## Task prompt
In the entries below, identify every line with the string "covered" and copy it.

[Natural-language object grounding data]
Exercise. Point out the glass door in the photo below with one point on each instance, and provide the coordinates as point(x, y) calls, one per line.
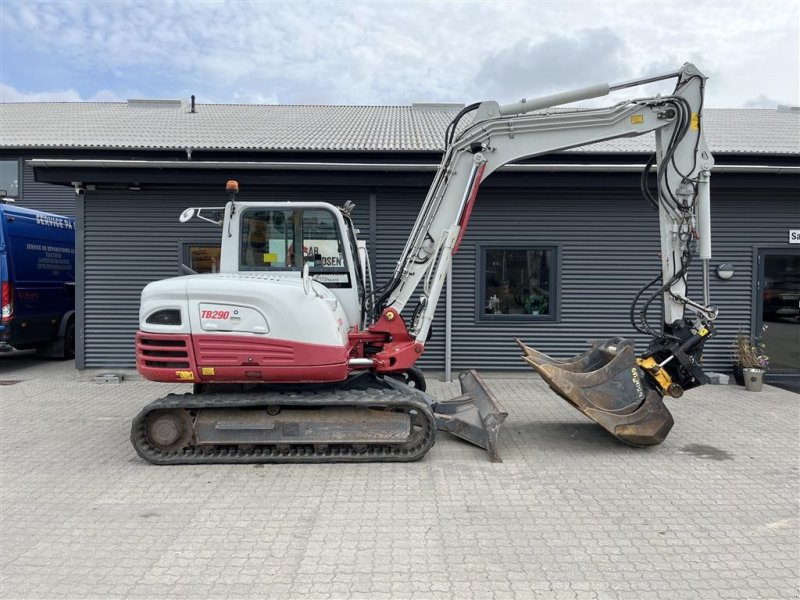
point(778, 310)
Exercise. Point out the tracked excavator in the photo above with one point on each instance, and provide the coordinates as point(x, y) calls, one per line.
point(294, 356)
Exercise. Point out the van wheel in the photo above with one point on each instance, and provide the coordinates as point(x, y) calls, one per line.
point(69, 341)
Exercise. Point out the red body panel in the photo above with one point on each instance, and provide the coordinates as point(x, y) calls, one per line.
point(231, 358)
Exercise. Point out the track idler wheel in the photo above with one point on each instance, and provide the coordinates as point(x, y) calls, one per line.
point(169, 430)
point(413, 378)
point(606, 385)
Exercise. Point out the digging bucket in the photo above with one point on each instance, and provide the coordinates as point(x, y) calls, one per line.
point(606, 385)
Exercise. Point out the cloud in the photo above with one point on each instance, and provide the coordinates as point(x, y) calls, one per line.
point(10, 94)
point(390, 53)
point(557, 62)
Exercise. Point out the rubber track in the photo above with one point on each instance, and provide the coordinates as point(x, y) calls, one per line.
point(301, 453)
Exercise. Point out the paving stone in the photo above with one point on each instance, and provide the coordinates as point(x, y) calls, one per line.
point(571, 512)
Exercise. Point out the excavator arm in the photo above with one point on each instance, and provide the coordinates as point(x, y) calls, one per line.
point(608, 383)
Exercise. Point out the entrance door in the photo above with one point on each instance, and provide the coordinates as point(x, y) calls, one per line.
point(779, 309)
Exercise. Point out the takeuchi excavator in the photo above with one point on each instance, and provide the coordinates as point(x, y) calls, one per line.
point(294, 356)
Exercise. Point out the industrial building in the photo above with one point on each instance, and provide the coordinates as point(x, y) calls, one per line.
point(556, 249)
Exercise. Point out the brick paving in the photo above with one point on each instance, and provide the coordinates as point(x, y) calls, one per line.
point(570, 513)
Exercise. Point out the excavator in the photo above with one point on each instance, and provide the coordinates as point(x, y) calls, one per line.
point(294, 355)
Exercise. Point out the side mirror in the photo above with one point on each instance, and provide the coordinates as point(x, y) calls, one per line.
point(306, 280)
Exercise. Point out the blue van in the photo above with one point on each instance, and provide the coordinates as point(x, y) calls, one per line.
point(37, 280)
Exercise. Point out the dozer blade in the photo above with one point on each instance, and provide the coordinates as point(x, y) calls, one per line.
point(606, 385)
point(475, 416)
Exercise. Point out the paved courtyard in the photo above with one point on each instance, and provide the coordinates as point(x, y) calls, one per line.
point(570, 513)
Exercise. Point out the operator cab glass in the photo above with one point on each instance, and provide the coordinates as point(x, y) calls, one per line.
point(287, 239)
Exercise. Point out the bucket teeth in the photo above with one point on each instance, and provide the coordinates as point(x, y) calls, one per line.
point(606, 385)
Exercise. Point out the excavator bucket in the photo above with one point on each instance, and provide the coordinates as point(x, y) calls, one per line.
point(606, 385)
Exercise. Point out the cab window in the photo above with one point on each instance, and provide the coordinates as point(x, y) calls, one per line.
point(287, 239)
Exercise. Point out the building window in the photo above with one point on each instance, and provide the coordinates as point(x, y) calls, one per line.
point(9, 178)
point(202, 258)
point(517, 283)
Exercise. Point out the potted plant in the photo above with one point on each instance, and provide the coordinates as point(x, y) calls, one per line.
point(750, 359)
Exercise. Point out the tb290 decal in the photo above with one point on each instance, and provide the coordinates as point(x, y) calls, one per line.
point(215, 314)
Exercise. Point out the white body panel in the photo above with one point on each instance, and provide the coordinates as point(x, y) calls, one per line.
point(248, 304)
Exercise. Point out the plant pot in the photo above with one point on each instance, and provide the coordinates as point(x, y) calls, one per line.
point(753, 379)
point(738, 374)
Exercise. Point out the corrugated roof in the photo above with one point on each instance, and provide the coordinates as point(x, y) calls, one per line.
point(323, 128)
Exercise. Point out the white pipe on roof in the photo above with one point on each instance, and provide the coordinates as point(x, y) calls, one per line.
point(345, 166)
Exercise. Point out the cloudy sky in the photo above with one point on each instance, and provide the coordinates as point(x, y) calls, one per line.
point(391, 53)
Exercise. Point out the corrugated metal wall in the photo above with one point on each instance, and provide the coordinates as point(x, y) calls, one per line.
point(607, 243)
point(57, 199)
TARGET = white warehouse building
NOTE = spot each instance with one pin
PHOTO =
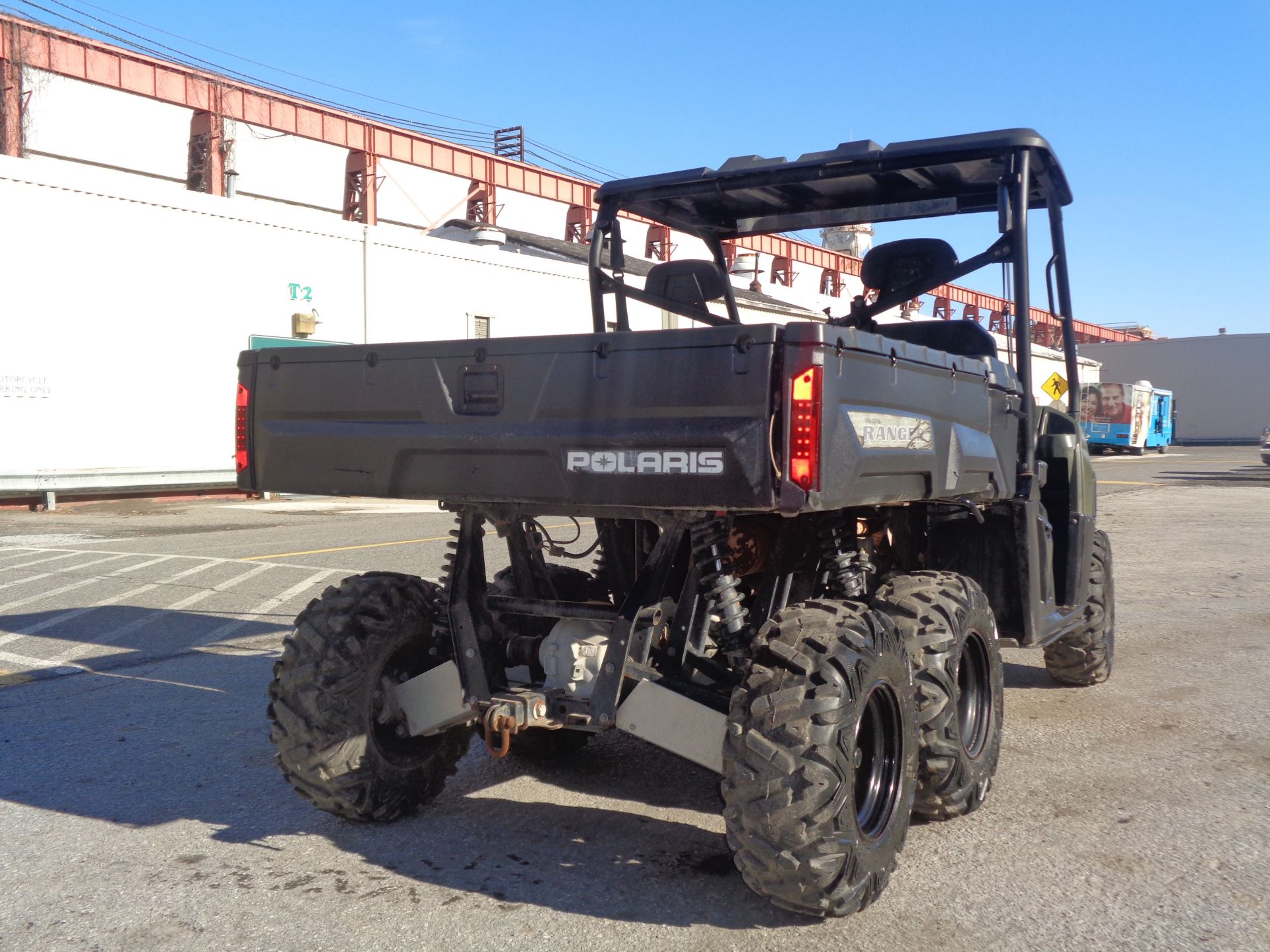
(127, 296)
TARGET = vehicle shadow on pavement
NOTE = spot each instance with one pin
(1024, 676)
(142, 744)
(1245, 474)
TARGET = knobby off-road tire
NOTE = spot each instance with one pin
(952, 639)
(572, 586)
(1085, 656)
(341, 742)
(821, 758)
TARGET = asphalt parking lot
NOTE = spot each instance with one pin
(140, 810)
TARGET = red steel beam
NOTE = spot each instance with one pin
(88, 60)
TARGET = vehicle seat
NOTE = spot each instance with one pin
(960, 338)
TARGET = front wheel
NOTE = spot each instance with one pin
(1085, 656)
(342, 740)
(952, 636)
(821, 758)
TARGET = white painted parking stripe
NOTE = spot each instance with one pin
(108, 637)
(113, 600)
(23, 582)
(33, 663)
(21, 602)
(269, 604)
(142, 565)
(207, 559)
(50, 559)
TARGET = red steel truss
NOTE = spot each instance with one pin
(26, 44)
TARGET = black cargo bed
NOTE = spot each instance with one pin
(508, 420)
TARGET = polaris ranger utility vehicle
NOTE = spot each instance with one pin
(813, 537)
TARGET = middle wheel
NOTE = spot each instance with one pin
(952, 640)
(820, 758)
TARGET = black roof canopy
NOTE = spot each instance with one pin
(855, 183)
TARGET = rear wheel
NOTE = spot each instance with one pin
(1085, 656)
(821, 757)
(952, 640)
(342, 740)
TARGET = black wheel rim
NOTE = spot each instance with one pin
(389, 729)
(974, 695)
(879, 754)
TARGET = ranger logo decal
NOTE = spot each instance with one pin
(700, 462)
(878, 430)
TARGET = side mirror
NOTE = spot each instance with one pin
(901, 264)
(690, 282)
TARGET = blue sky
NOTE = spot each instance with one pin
(1156, 110)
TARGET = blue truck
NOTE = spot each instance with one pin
(1127, 416)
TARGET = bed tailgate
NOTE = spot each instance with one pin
(676, 419)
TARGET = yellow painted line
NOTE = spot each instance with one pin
(374, 545)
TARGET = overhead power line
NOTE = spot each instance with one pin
(549, 157)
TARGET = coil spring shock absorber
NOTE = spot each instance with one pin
(845, 563)
(719, 587)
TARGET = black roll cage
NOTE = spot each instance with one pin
(1009, 172)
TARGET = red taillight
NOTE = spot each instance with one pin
(806, 429)
(240, 428)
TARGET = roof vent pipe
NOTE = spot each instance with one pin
(488, 235)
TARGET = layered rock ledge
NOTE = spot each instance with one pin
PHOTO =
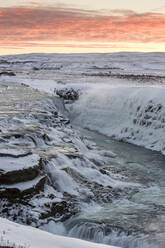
(46, 169)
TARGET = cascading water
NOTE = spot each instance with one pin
(132, 114)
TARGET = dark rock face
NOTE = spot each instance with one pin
(7, 73)
(41, 161)
(67, 94)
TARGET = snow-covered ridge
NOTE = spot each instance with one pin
(19, 236)
(132, 114)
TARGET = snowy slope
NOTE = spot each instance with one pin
(12, 234)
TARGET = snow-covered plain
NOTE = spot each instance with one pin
(19, 236)
(122, 95)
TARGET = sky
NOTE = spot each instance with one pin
(81, 26)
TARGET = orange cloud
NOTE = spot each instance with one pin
(20, 26)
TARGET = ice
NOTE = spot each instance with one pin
(12, 234)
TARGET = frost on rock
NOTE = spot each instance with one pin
(46, 170)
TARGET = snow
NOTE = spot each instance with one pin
(12, 234)
(13, 164)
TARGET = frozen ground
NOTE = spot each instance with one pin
(116, 190)
(18, 236)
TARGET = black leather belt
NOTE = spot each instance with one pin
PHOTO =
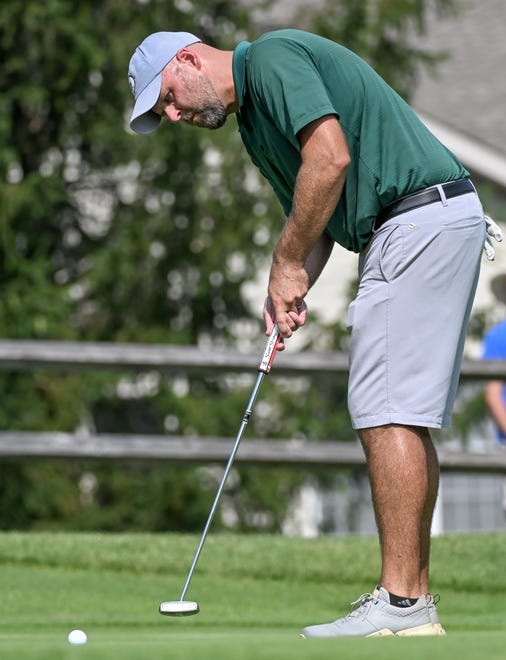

## Task solution
TARGET = snow-covered ridge
TARGET = snow-covered plain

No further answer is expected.